SET TASK ▸ Return all the data, word for word.

Annotation dataset entries ▸
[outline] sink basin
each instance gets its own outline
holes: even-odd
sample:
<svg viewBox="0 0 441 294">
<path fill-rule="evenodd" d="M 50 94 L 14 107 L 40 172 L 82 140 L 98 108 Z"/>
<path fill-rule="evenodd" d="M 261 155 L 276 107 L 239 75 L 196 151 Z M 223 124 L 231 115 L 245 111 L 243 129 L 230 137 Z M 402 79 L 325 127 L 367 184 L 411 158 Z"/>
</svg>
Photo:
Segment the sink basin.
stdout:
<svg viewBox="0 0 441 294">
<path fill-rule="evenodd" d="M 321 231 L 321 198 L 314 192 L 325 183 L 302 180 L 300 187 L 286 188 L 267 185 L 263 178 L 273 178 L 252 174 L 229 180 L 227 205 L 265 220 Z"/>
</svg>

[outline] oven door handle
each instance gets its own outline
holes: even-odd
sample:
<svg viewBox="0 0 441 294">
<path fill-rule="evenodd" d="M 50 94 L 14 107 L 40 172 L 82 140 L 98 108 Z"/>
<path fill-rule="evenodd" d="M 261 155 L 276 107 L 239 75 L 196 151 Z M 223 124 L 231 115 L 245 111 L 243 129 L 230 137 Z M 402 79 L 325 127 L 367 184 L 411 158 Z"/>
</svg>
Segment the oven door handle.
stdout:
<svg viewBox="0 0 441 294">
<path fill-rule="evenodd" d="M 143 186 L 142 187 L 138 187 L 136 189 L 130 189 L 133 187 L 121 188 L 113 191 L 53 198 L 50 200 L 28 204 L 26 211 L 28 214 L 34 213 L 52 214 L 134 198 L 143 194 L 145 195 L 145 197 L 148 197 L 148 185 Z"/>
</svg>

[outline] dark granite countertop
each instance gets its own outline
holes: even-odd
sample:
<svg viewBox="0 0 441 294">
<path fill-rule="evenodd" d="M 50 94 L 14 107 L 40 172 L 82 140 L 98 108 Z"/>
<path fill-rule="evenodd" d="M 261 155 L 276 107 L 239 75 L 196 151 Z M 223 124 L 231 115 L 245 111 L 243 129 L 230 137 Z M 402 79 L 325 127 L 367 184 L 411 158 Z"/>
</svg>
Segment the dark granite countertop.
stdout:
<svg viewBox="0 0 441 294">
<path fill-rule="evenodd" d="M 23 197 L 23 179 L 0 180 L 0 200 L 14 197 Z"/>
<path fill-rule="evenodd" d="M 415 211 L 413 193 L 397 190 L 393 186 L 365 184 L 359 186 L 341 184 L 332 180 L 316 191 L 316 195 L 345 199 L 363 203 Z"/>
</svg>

RESULT OF THIS EXERCISE ▸
[outline] sink basin
each instance gets its own outline
holes: even-odd
sample:
<svg viewBox="0 0 441 294">
<path fill-rule="evenodd" d="M 50 94 L 14 107 L 40 172 L 82 140 L 98 108 Z"/>
<path fill-rule="evenodd" d="M 261 155 L 276 107 L 239 75 L 196 151 Z M 223 124 L 231 115 L 245 111 L 243 129 L 230 137 Z M 402 79 L 325 127 L 367 184 L 411 158 Z"/>
</svg>
Photo:
Segment the sink basin.
stdout:
<svg viewBox="0 0 441 294">
<path fill-rule="evenodd" d="M 321 231 L 321 198 L 314 192 L 325 183 L 302 180 L 300 187 L 286 188 L 267 185 L 263 178 L 273 178 L 252 174 L 229 180 L 227 205 L 265 220 Z"/>
</svg>

[outline] oven door handle
each instance gets its own outline
holes: even-odd
sample:
<svg viewBox="0 0 441 294">
<path fill-rule="evenodd" d="M 50 94 L 14 107 L 40 172 L 82 140 L 98 108 Z"/>
<path fill-rule="evenodd" d="M 261 155 L 276 107 L 239 75 L 196 151 Z M 223 124 L 231 115 L 245 111 L 243 129 L 230 137 Z M 402 79 L 325 127 L 367 184 L 411 158 Z"/>
</svg>
Segment the oven door handle.
stdout:
<svg viewBox="0 0 441 294">
<path fill-rule="evenodd" d="M 143 186 L 142 187 L 138 187 L 136 189 L 130 189 L 133 187 L 121 188 L 113 191 L 53 198 L 50 200 L 28 204 L 26 211 L 28 214 L 34 213 L 52 214 L 134 198 L 143 194 L 145 195 L 145 197 L 148 197 L 148 185 Z"/>
</svg>

[outline] dark granite countertop
each instance gets its own outline
holes: even-odd
sample:
<svg viewBox="0 0 441 294">
<path fill-rule="evenodd" d="M 50 94 L 14 107 L 40 172 L 82 140 L 98 108 Z"/>
<path fill-rule="evenodd" d="M 261 155 L 276 107 L 239 75 L 196 151 Z M 223 124 L 231 115 L 245 111 L 243 129 L 230 137 Z M 402 79 L 325 127 L 367 184 L 411 158 Z"/>
</svg>
Segment the dark granite countertop.
stdout:
<svg viewBox="0 0 441 294">
<path fill-rule="evenodd" d="M 23 197 L 23 179 L 0 180 L 0 200 L 14 197 Z"/>
<path fill-rule="evenodd" d="M 415 211 L 413 193 L 397 190 L 393 186 L 365 184 L 359 186 L 341 184 L 332 180 L 316 191 L 316 195 L 345 199 L 363 203 Z"/>
</svg>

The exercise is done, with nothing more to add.